■ **Work request**: Nothing other than an exact copy of the lines from the one containing "Each instance receives one keypoint. Mark the recessed" through the last line of the listing below should be written.

■ **Provided data**:
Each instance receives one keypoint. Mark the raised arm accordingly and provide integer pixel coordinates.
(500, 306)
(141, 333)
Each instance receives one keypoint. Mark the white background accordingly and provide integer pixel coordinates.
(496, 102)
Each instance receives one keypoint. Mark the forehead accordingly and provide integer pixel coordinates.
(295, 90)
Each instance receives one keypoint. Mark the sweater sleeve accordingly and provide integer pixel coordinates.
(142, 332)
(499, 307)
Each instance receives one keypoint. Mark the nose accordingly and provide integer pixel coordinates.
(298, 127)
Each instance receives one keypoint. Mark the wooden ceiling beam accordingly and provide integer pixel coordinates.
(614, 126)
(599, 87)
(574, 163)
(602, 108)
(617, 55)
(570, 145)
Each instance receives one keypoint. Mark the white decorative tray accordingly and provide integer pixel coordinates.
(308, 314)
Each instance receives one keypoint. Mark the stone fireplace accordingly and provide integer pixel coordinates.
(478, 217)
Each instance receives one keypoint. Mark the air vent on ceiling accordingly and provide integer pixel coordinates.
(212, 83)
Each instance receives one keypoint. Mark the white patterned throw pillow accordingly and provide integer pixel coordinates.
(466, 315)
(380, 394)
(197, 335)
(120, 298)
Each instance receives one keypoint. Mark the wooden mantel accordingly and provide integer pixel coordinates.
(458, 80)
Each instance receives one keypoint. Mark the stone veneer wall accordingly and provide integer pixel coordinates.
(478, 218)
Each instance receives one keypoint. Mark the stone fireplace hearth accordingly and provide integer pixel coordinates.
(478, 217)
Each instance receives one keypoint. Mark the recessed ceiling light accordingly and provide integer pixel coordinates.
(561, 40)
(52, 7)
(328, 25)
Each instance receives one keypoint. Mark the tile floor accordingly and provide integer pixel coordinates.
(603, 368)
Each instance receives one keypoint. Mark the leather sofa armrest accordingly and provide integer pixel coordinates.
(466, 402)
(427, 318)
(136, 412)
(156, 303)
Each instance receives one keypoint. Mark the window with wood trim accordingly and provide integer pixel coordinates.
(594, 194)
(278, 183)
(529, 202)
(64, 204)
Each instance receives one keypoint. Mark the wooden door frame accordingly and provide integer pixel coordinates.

■ **Output**:
Each instance receives one keypoint. Mark the recessed ceiling light accordingly and provide integer pixel coordinates.
(561, 40)
(52, 7)
(328, 25)
Each instance receives one keypoint. Mark the tile floor accordingly and provide integer pixel coordinates.
(603, 368)
Each instance receives one keypoint. Mark the leather sofa armrest accordingly and provide integer pixel coordinates.
(466, 402)
(427, 318)
(136, 412)
(156, 303)
Each instance receives one keypoint. Mark the window with wood trim accordingly and provide integer pixel coordinates.
(594, 194)
(278, 183)
(529, 202)
(64, 204)
Each instance receives one keypoint. Mark the wooden door frame accordingly and provide integer pixel coordinates.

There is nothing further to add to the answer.